[Position identification records]

---

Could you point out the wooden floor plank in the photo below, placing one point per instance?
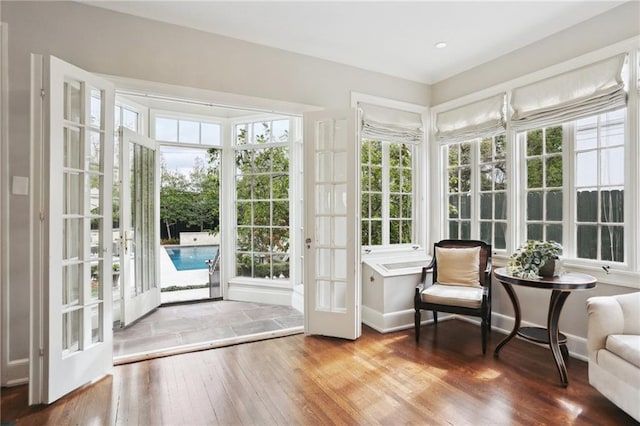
(377, 379)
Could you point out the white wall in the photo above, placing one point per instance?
(620, 23)
(115, 44)
(617, 25)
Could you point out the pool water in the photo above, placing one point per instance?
(189, 258)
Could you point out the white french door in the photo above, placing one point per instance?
(332, 224)
(71, 342)
(139, 219)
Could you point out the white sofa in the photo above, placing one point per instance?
(613, 343)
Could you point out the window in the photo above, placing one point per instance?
(476, 193)
(544, 183)
(262, 199)
(599, 187)
(387, 193)
(189, 131)
(595, 221)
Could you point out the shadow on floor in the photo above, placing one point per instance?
(193, 324)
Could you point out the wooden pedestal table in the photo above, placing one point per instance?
(560, 287)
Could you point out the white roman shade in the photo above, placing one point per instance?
(389, 124)
(587, 91)
(479, 119)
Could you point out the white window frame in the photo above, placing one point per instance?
(386, 218)
(619, 275)
(294, 146)
(420, 167)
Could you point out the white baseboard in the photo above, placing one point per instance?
(17, 373)
(257, 294)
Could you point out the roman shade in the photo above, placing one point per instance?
(479, 119)
(391, 125)
(587, 91)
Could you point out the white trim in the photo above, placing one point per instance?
(5, 331)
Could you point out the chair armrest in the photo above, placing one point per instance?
(605, 317)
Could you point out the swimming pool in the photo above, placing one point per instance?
(189, 258)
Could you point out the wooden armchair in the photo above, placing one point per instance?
(461, 284)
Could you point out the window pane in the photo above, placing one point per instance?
(465, 206)
(280, 130)
(500, 242)
(554, 233)
(554, 139)
(534, 206)
(534, 142)
(485, 232)
(612, 166)
(554, 171)
(586, 165)
(554, 205)
(587, 208)
(587, 242)
(210, 134)
(500, 206)
(486, 206)
(534, 173)
(613, 243)
(612, 206)
(167, 129)
(534, 231)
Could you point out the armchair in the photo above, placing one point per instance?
(461, 284)
(613, 344)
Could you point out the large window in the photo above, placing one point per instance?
(594, 221)
(262, 199)
(476, 191)
(387, 193)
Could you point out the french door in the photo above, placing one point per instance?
(71, 328)
(332, 211)
(139, 219)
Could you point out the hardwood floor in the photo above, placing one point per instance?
(377, 379)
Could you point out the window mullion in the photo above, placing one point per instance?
(386, 239)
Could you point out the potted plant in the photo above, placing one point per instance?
(535, 259)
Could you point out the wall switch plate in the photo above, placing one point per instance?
(20, 185)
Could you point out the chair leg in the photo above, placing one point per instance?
(485, 329)
(417, 321)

---

> _GOAL_: Change "placing one point per instance" to "marking each instance with a single point" throughout the records above, keeping everything else the same. Write the lines out again without the pictures.

> _WRITTEN REPLY_:
Could you point out the wooden floor plank in the photo below, marking each instance with a single point?
(377, 379)
Could you point out the white wall in the photo above, marking each instance with a single point?
(620, 23)
(115, 44)
(617, 25)
Could you point out the pool water in the photo above, marking each instance with a single point?
(189, 258)
Could you point out the white french door in the photo above, marking each instance with a single point?
(332, 224)
(71, 342)
(139, 219)
Could you point out the white sofa in the photo above, marking each instance with a single point?
(613, 343)
Could you point out the window in the photo above, marking each instance with a single point?
(476, 193)
(544, 183)
(262, 199)
(599, 187)
(387, 193)
(189, 131)
(595, 221)
Could you point out the shadow on floor in the photo above, marking each instance with a single point?
(193, 324)
Could you point out the wooden pedestal table in the photo above, marking each instance with a single point?
(560, 287)
Could you point out the white roman shade in the photo above, marking each instance with a single point?
(389, 124)
(587, 91)
(479, 119)
Could you point out the white window frame in the photo above, marking each instance with a single point?
(386, 218)
(619, 275)
(294, 146)
(420, 167)
Could you point out the white baseboard in the photo above, marking each instance with a single point?
(17, 373)
(257, 294)
Could you point out the roman shade in the photo above, marking each instance with a single point?
(479, 119)
(391, 125)
(587, 91)
Could you point out the white trim in the photo above, marking each instance with a single point?
(5, 331)
Could you point out the chair armrest in the photo above, marking each instance with a single point?
(605, 317)
Could you point out the swimming pool in the photo above, marking each instance with a single point?
(189, 258)
Could you point out the wooden armchair in the photo above, marking each instance with a single point?
(461, 284)
Could you point out the window pane in the photo above, marking each instance with a single point?
(465, 206)
(280, 130)
(500, 242)
(554, 233)
(554, 139)
(534, 206)
(534, 142)
(485, 232)
(612, 166)
(554, 171)
(586, 165)
(554, 205)
(587, 208)
(587, 242)
(210, 134)
(500, 206)
(486, 206)
(534, 173)
(613, 243)
(612, 206)
(167, 129)
(534, 231)
Could you point out the armchair in the photo above, marking each instance with a single point?
(461, 284)
(613, 344)
Could you point out the large window in the photo above, marking each instance with a single point?
(594, 221)
(262, 199)
(476, 191)
(387, 193)
Could you point out the french door in the photo above, marking each instance with a single point?
(71, 328)
(332, 211)
(139, 219)
Could you point out the hardwood floor in the photo above, marking each instance with a single point?
(377, 379)
Could you point out the window mullion in the photo above, marking each instance with a single point?
(386, 239)
Could you point out the potted plant in the photo above, marking each instance with a single point?
(535, 259)
Could you point out the wall switch plate in the photo above, marking each instance with a single point?
(20, 185)
Could you point out the chair leg in the photo above, marking each instance with a single point?
(485, 329)
(417, 321)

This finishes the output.